Texto mostrado -

Es muy natural que a alguno de los que han leído hasta aquí se le ocurra la siguiente pregunta: “En vista de los peligros que tiene la íntima asociación con los hombres, ¿Quiénes habrán de ser mis amigos? ¿Cómo los elegiré? ¿No será el mejor sistema de vida el adoptado por los eremitas? ¿O bien estamos obligados a descubrir la verdadera intelectualidad de todo hombre y de toda mujer que se nos acerque o hacia quienes nos sintamos atraídos, o tal vez los hemos de considerar siempre con desconfianza por el miedo de que nos pueden perjudicar?”

A todo esto contestamos en primer lugar que el mejor de los resultados que podemos alcanzar lo deberemos al conocimiento, cuanto más profundo mejor, de hecho de que toda mente pueda influir e influye sobre otra mente de un modo positivo, y que si podemos ser influidos para el mal lo podemos ser igualmente para el bien. Además, como ya hemos dicho repetidas veces, sobre toda mente individual o humana existe una Mente suprema y una Fuente infinita.

Si por medio de la plegaria ardiente y silenciosa buscamos la manera de llegar a la más íntima asociación con esta Mente infinita, no hay duda que ella vendrá finalmente a nosotros y seremos ayudados e influidos por ella; podemos decir, para usar de las palabras corrientes, que nuestra mente humana será dominada, mesmerizada, por la Mente suprema e infinita. Y en este caso sí que no habrá por qué oponernos a semejante dominio, pues no tiene más objeto que nuestra creciente felicidad, seguros de que bajo su acción la mente se hará más y más clara cada día, el cuerpo más y más fuerte, y todas las facultades se harán más vigorosas, más agudas y más despiertas.

Segmento de datos -
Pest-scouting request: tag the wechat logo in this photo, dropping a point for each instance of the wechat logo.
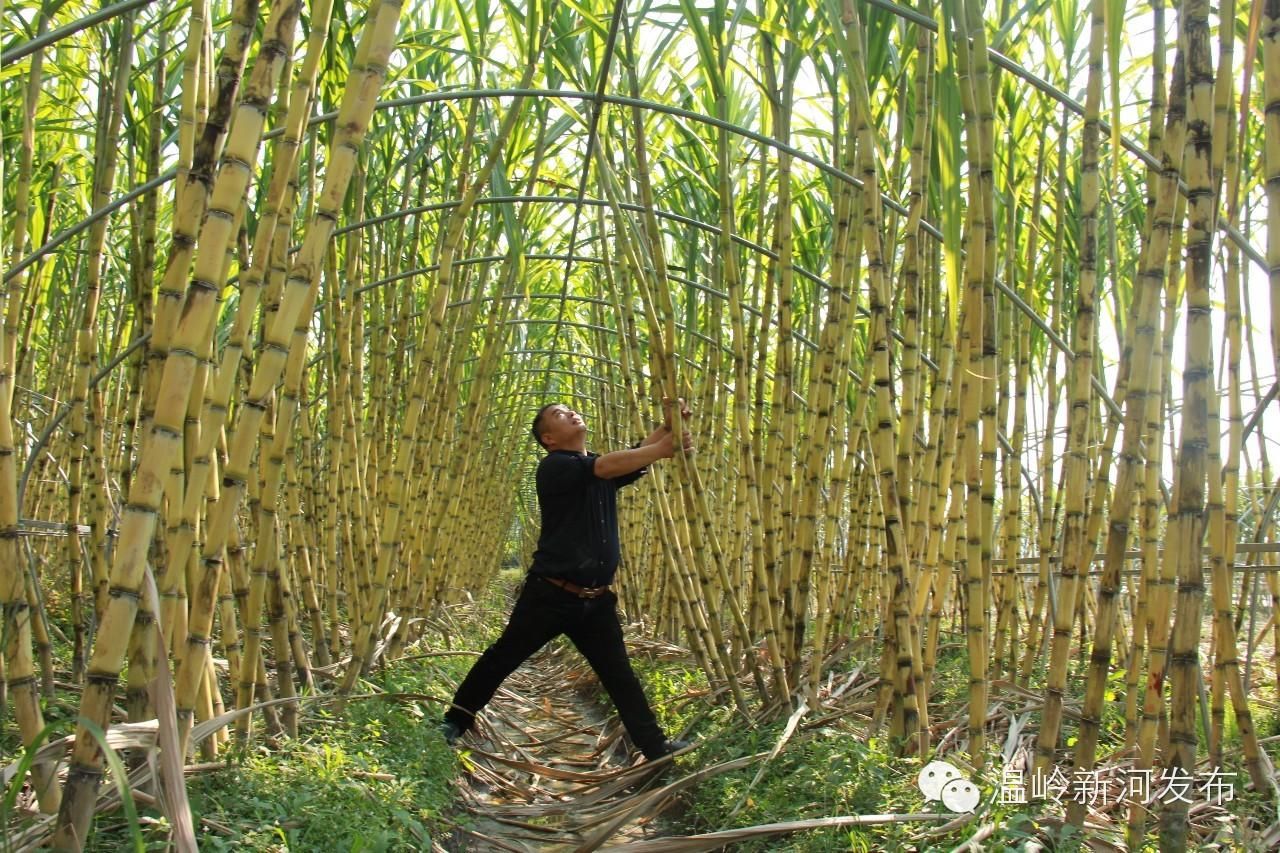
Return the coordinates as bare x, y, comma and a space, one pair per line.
940, 780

Orden de trabajo 1 -
Devuelve el fragmento del texto mostrado que empieza con las palabras que contienen "A todo esto" y termina con "una Fuente infinita.".
Orden de trabajo 2 -
Según el texto mostrado, ¿qué existe sobre toda mente individual o humana?

Resultado 1 -
A todo esto contestamos en primer lugar que el mejor de los resultados que podemos alcanzar lo deberemos al conocimiento, cuanto más profundo mejor, de hecho de que toda mente pueda influir e influye sobre otra mente de un modo positivo, y que si podemos ser influidos para el mal lo podemos ser igualmente para el bien. Además, como ya hemos dicho repetidas veces, sobre toda mente individual o humana existe una Mente suprema y una Fuente infinita.

Resultado 2 -
Una Mente suprema y una Fuente infinita.